▸ **Stated task a**: In the blog text below, what size clothing does the baby easily fit at three months of age?

After a couple of months his cheeks filled in, providing good occasion for baby harassment ("Say Gooba!"). Most stupendous has been his lengthening. He easily fits six month clothing at three months of age.

We couldn't get any smiles out of him through mid-September. Just the less-happy emotions. In which case, we turned up the TV. A lot.

But the little weed kept a-sproutin'. And sleeping like mad, which was nice, especially on our multiple flights to the UK and back.

Then lo and behold! Personality! Z is currently smiling at us from morning to evening, a few grouchy hours excepted. He loves people from what we can tell, as well as his mobiles. He's very interactive.

We think he's hilarious, and the feeling seems to be reciprocated. Christina has him laughing daily with a tickling routine, and Dad has all sorts of tricks to evoke funny faces from the boy. With the colicky stage out of the way (fingers crossed), we're anticipating fun days ahead.

Wednesday, 10 October 2007

New College, University of Edinburgh

While Edinburgh as a whole is quite remarkable, the square mile around my institution, New College Divinity School, takes the cake. A stone's throw from my graduate wing lies Edinburgh Castle, the Royal Mile (the most historic of Edinburgh's streets), three museums (yes, three), and the whisky tour headquarters. You have to see it to believe it, but suffice for now a few pictures.
New College, where I'm working on my PhD in divinity:

The Royal Mile, replete with shops and pubs and bagpipers:

And the castle. I say "the," as it is really the premier fortress in Scotland. Here's about one fifth of the beast:

We anticipate getting internet at home later this week. Pictures of Z to come.

Friday, 5 October 2007

Our New Neighborhood

Behold, the Newhaven neighborhood of the Firth of Forth. A "firth" is something like a bay, and "Forth" probably comes from some famous dude. In any case, it's a tongue-twister, and we live beside it.

Finally Here!

Here is the beginning of my first blog. I have generally been a little suspicious of blogs, seeing them as a product of a culture that will do anything to be known. However, now that we're in Scotland and I'm missing family and friends, I'm finding blogs to be a wonderful thing! I love reading about what all of you are doing, and seeing your pictures, so I have changed my mind completely. I don't know that my thoughts will be terribly interesting, but at least everyone will stay updated, and you'll get to see pictures of Scotland and Z on a somewhat regular basis.

▸ **Stated task b**: Rewrite the entries from their start down through the line containing "[0,198,1200,800]", with every "warehouse inventory system" changed to "farm survey tool" and nothing else altered. Leave the pictures out.

▸ **Region labeling entries**:
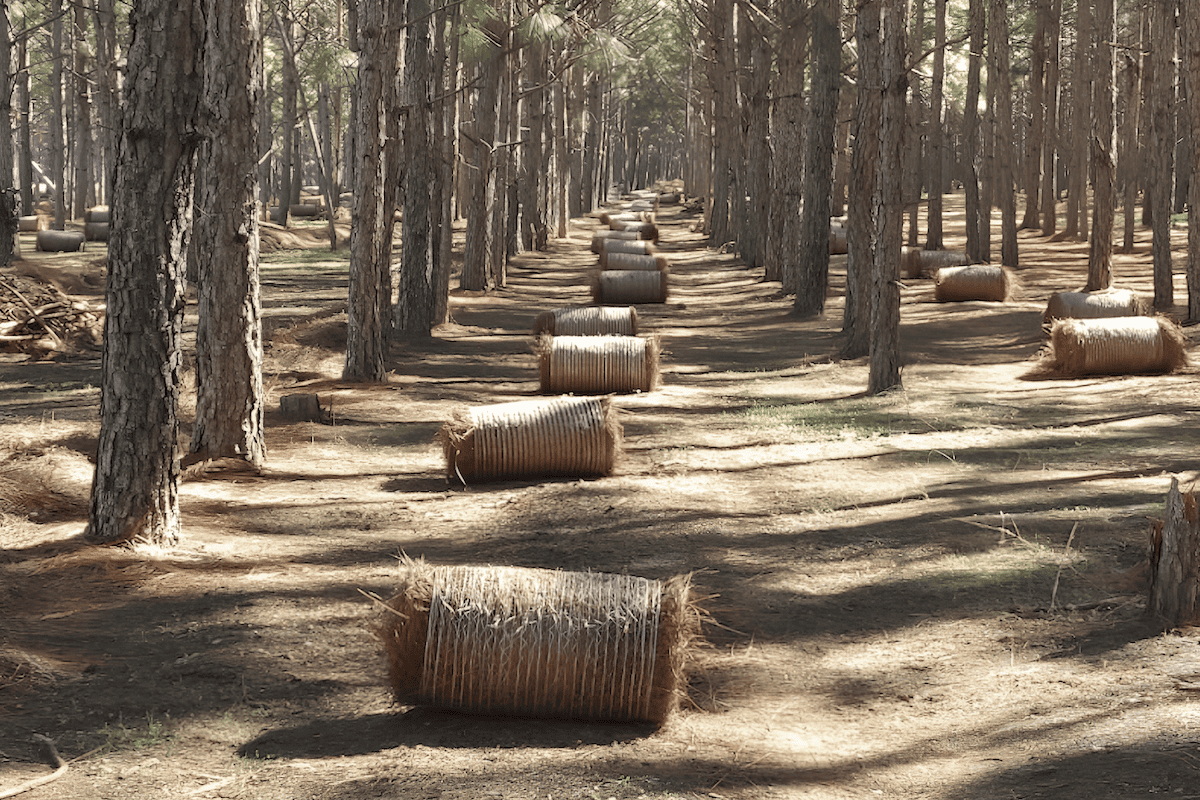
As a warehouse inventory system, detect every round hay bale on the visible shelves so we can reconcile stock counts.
[1042,289,1151,325]
[600,239,658,266]
[536,336,660,395]
[376,558,701,724]
[83,205,110,223]
[592,270,668,306]
[36,230,84,253]
[592,229,643,254]
[1048,317,1187,375]
[17,213,50,233]
[901,247,971,278]
[600,249,671,272]
[533,306,637,336]
[608,219,659,242]
[934,264,1015,302]
[438,397,622,483]
[83,222,108,241]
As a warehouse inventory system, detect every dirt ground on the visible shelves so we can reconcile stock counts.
[0,195,1200,800]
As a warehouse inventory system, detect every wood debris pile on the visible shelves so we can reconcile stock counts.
[0,275,104,357]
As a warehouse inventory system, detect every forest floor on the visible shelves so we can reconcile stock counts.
[0,198,1200,800]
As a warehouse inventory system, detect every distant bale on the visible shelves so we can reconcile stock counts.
[608,219,659,242]
[934,264,1016,302]
[901,247,971,278]
[438,397,622,483]
[536,336,659,395]
[83,222,108,241]
[83,205,112,223]
[1042,289,1151,325]
[600,251,671,272]
[376,558,701,724]
[592,229,647,254]
[592,270,670,306]
[36,230,84,253]
[1044,317,1187,375]
[533,306,637,336]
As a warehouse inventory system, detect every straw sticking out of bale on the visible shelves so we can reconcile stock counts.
[376,559,700,723]
[1045,317,1187,375]
[536,336,660,395]
[934,264,1016,302]
[592,230,642,254]
[533,306,637,336]
[1042,289,1151,325]
[592,270,668,305]
[37,230,84,253]
[600,251,671,272]
[902,247,971,278]
[438,397,622,483]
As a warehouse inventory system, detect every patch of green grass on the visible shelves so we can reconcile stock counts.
[98,711,174,751]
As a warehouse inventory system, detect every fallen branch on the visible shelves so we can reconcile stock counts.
[0,733,67,798]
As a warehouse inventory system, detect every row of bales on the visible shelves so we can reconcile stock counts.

▸ **Final answer a**: Six month clothing.

▸ **Final answer b**:
As a farm survey tool, detect every round hay bale on the visible shelves so we can reconcile stock counts.
[1042,289,1151,325]
[600,239,658,266]
[536,336,660,395]
[376,558,701,724]
[83,205,110,223]
[592,270,668,306]
[36,230,84,253]
[592,229,643,254]
[1048,317,1187,375]
[17,213,50,233]
[901,247,971,278]
[600,249,671,272]
[533,306,637,336]
[608,219,659,242]
[934,264,1015,302]
[438,397,622,483]
[83,222,108,241]
As a farm survey tool, detect every dirt ground on the visible shelves so we can reconcile stock counts.
[0,195,1200,800]
As a farm survey tool, detect every wood debris pile on the visible shelves so we can reconcile stock counts.
[0,275,104,357]
As a farm survey tool, detect every forest floor on the visible shelves so we can reconcile stock counts.
[0,198,1200,800]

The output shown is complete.